Stored data entries:
________________________
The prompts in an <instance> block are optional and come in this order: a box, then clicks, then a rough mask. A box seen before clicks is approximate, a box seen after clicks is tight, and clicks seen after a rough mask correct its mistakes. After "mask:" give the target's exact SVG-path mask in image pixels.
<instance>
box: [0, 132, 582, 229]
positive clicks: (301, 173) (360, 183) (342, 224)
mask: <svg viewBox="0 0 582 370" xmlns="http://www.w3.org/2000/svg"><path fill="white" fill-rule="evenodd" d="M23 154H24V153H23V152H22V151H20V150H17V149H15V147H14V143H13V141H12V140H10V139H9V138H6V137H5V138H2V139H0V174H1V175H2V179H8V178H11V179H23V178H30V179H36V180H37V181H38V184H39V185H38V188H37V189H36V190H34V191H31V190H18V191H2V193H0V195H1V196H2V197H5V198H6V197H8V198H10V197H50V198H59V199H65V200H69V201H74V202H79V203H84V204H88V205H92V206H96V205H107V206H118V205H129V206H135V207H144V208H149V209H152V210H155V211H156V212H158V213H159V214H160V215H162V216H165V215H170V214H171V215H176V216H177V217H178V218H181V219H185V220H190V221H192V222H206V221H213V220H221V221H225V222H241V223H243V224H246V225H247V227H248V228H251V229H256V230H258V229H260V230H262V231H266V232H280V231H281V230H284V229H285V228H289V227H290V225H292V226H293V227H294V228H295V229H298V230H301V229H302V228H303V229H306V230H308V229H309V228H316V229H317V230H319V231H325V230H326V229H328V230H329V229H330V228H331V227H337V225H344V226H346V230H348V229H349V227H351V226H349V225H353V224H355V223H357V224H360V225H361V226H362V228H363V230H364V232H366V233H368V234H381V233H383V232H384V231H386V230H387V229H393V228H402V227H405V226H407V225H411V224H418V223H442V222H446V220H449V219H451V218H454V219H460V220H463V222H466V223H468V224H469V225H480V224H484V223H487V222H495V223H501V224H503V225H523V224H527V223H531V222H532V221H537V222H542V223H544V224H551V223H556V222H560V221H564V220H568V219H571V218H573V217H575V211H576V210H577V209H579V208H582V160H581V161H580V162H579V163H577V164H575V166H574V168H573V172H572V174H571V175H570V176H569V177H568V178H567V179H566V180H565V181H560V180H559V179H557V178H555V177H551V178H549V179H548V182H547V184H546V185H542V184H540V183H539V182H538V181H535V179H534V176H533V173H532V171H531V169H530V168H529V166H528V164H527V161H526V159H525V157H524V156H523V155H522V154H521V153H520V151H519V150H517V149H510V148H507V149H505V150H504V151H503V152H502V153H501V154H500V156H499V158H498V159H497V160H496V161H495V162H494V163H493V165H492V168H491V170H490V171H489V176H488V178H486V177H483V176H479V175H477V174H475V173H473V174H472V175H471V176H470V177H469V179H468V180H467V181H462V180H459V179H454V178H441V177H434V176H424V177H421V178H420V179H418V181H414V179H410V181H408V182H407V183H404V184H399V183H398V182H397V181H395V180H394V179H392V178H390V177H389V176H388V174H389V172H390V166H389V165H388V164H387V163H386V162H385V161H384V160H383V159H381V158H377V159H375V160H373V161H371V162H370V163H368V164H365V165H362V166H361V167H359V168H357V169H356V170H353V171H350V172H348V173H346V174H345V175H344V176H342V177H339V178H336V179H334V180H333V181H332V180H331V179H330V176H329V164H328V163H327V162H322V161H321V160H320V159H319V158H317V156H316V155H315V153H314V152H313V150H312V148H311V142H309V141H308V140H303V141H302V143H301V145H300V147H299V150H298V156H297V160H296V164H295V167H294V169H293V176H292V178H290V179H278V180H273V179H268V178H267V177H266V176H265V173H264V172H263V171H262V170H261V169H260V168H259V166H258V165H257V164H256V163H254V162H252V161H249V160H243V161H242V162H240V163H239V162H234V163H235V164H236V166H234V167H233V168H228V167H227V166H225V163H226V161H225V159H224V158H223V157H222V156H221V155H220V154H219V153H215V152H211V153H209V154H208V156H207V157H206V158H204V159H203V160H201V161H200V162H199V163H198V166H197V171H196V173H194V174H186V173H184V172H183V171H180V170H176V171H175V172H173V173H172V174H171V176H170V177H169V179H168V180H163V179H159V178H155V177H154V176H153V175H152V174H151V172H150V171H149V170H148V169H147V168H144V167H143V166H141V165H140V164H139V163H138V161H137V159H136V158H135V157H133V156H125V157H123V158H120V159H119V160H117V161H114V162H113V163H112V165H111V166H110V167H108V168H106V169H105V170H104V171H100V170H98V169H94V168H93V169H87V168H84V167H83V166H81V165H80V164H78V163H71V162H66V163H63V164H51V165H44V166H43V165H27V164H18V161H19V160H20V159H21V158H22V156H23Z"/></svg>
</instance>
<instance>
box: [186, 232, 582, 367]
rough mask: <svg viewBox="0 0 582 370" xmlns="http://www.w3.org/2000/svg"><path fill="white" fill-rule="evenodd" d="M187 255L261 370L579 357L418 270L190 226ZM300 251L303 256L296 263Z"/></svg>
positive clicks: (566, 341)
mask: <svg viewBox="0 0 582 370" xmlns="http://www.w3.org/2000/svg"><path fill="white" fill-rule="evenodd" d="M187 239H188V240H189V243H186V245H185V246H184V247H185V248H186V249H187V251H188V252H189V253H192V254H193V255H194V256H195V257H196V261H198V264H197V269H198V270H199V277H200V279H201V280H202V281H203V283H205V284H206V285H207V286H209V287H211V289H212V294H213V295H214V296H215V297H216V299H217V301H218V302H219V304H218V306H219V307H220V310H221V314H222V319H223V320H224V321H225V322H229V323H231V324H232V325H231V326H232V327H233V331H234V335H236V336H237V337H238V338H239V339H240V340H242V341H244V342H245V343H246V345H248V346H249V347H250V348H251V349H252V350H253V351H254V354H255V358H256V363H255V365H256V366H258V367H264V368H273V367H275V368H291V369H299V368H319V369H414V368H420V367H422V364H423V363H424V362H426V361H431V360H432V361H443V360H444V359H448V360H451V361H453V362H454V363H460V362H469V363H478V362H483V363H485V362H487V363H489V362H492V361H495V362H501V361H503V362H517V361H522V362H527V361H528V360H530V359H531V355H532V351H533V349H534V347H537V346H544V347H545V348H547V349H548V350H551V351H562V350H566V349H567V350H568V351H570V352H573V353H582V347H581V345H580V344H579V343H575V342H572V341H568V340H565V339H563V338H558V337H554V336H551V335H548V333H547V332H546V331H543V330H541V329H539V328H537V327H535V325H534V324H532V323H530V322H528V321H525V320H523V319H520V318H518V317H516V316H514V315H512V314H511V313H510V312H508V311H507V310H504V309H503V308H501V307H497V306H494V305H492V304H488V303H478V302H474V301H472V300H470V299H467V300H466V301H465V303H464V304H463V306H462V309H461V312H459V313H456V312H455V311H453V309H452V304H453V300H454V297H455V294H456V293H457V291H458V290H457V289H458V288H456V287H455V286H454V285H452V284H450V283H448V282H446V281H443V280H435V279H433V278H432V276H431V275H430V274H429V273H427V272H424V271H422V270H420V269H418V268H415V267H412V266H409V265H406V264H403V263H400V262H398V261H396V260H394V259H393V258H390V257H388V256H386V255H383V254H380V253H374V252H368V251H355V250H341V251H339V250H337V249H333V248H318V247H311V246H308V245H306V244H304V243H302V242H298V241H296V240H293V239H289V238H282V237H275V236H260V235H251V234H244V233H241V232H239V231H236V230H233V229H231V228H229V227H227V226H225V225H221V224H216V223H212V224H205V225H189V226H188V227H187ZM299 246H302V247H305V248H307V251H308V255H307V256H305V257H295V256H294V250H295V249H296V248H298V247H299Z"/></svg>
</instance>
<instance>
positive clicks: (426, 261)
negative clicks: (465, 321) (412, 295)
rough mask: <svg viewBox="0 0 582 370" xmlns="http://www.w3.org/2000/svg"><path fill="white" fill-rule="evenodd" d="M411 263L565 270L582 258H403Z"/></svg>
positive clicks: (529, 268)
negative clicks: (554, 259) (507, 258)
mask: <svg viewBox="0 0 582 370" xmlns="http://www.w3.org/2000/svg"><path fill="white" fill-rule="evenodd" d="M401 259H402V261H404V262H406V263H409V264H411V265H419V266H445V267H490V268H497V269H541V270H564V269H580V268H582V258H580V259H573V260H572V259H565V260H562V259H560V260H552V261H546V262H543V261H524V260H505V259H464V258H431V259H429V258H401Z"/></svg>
________________________
» **EXERCISE DESCRIPTION**: Only the lines from the one with "negative clicks: (465, 321) (412, 295)" through the last line above should be restated, word for word.

» **SOLUTION TO THE EXERCISE**:
negative clicks: (465, 321) (412, 295)
rough mask: <svg viewBox="0 0 582 370" xmlns="http://www.w3.org/2000/svg"><path fill="white" fill-rule="evenodd" d="M411 263L565 270L582 258H403Z"/></svg>
positive clicks: (529, 268)
negative clicks: (554, 259) (507, 258)
mask: <svg viewBox="0 0 582 370" xmlns="http://www.w3.org/2000/svg"><path fill="white" fill-rule="evenodd" d="M401 259H402V261H404V262H406V263H409V264H411V265H419V266H445V267H490V268H497V269H541V270H564V269H580V268H582V258H580V259H573V260H572V259H565V260H562V259H560V260H552V261H546V262H543V261H524V260H505V259H464V258H431V259H429V258H401Z"/></svg>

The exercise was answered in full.